* Short problem *
Reproduce the rows below, replacing every occurrence of "pretty-printed" with "indented" and leaving all other text unchanged.

* Items from a dataset *
▼
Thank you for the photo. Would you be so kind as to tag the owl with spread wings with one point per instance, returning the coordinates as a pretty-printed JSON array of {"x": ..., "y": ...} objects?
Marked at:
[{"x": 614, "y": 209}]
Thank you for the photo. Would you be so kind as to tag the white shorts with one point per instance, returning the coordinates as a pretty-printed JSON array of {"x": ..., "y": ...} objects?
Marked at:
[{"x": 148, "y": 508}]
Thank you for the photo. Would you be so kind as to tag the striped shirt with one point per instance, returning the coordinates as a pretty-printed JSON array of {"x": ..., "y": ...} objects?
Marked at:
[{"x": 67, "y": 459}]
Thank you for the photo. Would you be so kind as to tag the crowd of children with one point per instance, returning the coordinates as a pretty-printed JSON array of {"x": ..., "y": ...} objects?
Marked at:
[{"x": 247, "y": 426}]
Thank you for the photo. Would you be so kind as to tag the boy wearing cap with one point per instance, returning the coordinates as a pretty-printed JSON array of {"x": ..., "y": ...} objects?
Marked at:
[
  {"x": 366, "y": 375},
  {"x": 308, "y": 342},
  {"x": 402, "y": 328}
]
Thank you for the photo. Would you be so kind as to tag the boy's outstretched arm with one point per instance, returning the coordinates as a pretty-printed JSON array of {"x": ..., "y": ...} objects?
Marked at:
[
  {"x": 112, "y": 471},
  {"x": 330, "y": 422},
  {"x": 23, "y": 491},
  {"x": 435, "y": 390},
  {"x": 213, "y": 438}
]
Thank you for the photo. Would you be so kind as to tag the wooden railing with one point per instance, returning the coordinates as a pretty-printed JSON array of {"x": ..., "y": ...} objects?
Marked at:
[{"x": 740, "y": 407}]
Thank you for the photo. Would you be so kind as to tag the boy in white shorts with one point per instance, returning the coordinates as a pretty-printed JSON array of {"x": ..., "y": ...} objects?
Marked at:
▲
* Solution to the problem *
Thank you for the photo. Would you be so kind as to tag the owl with spread wings with one point per instance, returning the coordinates as a indented JSON array of {"x": ..., "y": ...} objects?
Marked at:
[{"x": 614, "y": 209}]
Thank you for the photo. Would you be so kind as to tag the white shorts with one point per instance, returning the coordinates as a indented JSON array of {"x": ..., "y": ...} objects?
Marked at:
[{"x": 148, "y": 508}]
Thank you for the photo. Would you be so kind as to tag the striped shirt with one point per instance, returning the coordinates as a indented JSON array of {"x": ..., "y": ...} objects?
Marked at:
[{"x": 67, "y": 459}]
Thank you for the photo. Would you be so kind as to tag the crowd of children with one point per instance, returning the coordinates as a indented JSON array of {"x": ..., "y": ...} objects?
Marked at:
[{"x": 247, "y": 426}]
Thank you for the photo. Would you be so kind as to tag the boy wearing cap with one point per instance, returning the coordinates as a indented JSON array of {"x": ..., "y": ...} objects?
Marked at:
[
  {"x": 366, "y": 375},
  {"x": 308, "y": 342},
  {"x": 402, "y": 328}
]
Thank you for the photo. Would you be so kind as to tag the boy's outstretched arm with one point per instance, returning the coordinates as a indented JSON array of {"x": ..., "y": ...} objects?
Marked at:
[
  {"x": 112, "y": 471},
  {"x": 330, "y": 422},
  {"x": 23, "y": 491},
  {"x": 435, "y": 390},
  {"x": 213, "y": 438}
]
Thank you for the photo. Would you be so kind as to tag the wooden railing with one point per instance, returning the coordinates as a indented JSON array of {"x": ..., "y": ...} objects?
Marked at:
[{"x": 740, "y": 407}]
Thank you for the photo. Would you be so kind as to tag the boy in white shorts with one point per instance, returning the coordinates as a indented JSON array of {"x": ..., "y": ...} objects?
Marked at:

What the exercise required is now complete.